[BEGIN RECORDS FOR THIS TASK]
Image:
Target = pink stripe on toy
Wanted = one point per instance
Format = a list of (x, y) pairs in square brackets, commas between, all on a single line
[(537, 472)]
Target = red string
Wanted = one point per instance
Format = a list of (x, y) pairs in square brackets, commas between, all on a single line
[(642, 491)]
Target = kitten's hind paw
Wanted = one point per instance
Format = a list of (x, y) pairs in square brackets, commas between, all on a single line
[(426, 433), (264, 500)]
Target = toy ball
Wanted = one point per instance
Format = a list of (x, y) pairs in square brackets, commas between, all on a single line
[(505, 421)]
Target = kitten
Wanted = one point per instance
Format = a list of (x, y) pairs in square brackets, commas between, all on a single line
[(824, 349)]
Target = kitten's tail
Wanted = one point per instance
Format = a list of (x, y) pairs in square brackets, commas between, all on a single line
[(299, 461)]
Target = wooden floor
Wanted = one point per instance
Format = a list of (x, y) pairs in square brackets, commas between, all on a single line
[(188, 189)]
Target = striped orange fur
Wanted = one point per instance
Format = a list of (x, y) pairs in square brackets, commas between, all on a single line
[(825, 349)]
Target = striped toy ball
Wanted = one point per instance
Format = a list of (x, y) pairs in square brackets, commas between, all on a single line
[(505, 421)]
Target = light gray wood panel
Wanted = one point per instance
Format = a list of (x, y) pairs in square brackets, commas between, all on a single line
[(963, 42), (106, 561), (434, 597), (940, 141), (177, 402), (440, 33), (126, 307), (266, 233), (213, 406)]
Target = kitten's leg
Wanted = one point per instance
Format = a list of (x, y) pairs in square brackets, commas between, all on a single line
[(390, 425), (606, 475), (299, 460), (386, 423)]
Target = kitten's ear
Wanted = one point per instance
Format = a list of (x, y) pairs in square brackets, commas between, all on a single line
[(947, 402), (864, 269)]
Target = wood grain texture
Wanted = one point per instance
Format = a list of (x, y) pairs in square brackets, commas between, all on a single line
[END RECORDS FOR THIS TASK]
• _WHAT TO PRODUCE_: Turn all the lines above into a JSON list of strings, one string for each line, and leave out any blank lines.

• _SOLVED EXERCISE_:
[
  "Image:",
  "Target = pink stripe on toy",
  "Wanted = one point per instance",
  "Format = a list of (x, y) pairs in square brackets, commas between, all on a single line",
  "[(537, 472)]",
  "Target = red string",
  "Wanted = one point per instance",
  "Format = a list of (x, y) pairs in square brackets, commas between, all on a single line",
  "[(642, 491)]",
  "Target = kitten's hind paw",
  "Wanted = one point per instance",
  "Format = a list of (x, y) pairs in square brackets, commas between, all on a single line",
  "[(426, 433), (264, 500)]",
  "Target = toy ball",
  "Wanted = one point per instance",
  "Format = a list of (x, y) pairs in square brackets, commas between, all on a single line",
  "[(505, 421)]",
  "Target = kitten",
  "Wanted = one point per instance",
  "Format = a list of (x, y) pairs in square brackets, commas between, all on a single line",
  "[(824, 349)]",
  "Target = kitten's tail",
  "Wanted = one point per instance",
  "Format = a list of (x, y) pairs in square brackets, commas between, all on a single line",
  "[(299, 461)]",
  "Target = wooden floor",
  "Wanted = one point per instance",
  "Format = a list of (x, y) pairs in square brackets, commas between, all on a single line",
  "[(188, 189)]",
  "Target = striped orange fur",
  "Wanted = one point per instance",
  "Format = a list of (x, y) pairs in square brackets, commas between, all on a single line",
  "[(825, 349)]",
  "Target = striped toy ball",
  "Wanted = one point per instance",
  "Format = a list of (x, y) pairs in square brackets, commas between, all on a single line",
  "[(505, 421)]",
  "Target = light gray wood panel",
  "Wanted = one point per instance",
  "Format = a list of (x, y) pairs in square brackets, commas between, all on a single line",
  "[(963, 42), (106, 561), (434, 597), (940, 141), (177, 402), (440, 33), (126, 307), (266, 233), (213, 406)]",
  "Target = kitten's leg",
  "Wanted = one point per instance",
  "Format = a list of (x, y) pairs in square brackets, commas between, all on a single line",
  "[(390, 425), (606, 475), (299, 460), (386, 423)]",
  "Target = kitten's ear",
  "Wanted = one point per instance",
  "Format = a list of (x, y) pairs in square brackets, commas between, all on a single line",
  "[(947, 402), (864, 269)]",
  "Target = wood grain texture",
  "Wanted = one point per instance",
  "Format = a list of (x, y) pairs in square brackets, commas between, all on a single line"
]